What is expected
Before returning the data, strip out the pictures and keep everything else exactly the same.

(Records shown Opens)

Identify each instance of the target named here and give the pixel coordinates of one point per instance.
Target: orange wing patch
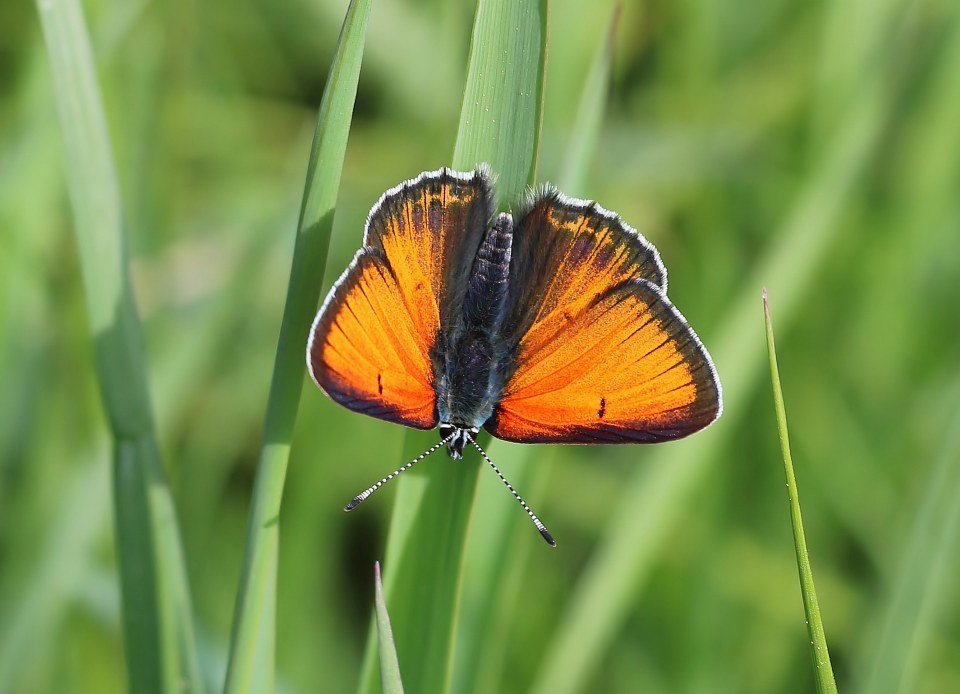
(370, 345)
(566, 253)
(625, 367)
(364, 352)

(Records shown Closes)

Output below
Identify each instance of the target named here and give the pixel coordinates of one point per instance.
Target: orange wing patch
(370, 345)
(566, 253)
(625, 367)
(364, 352)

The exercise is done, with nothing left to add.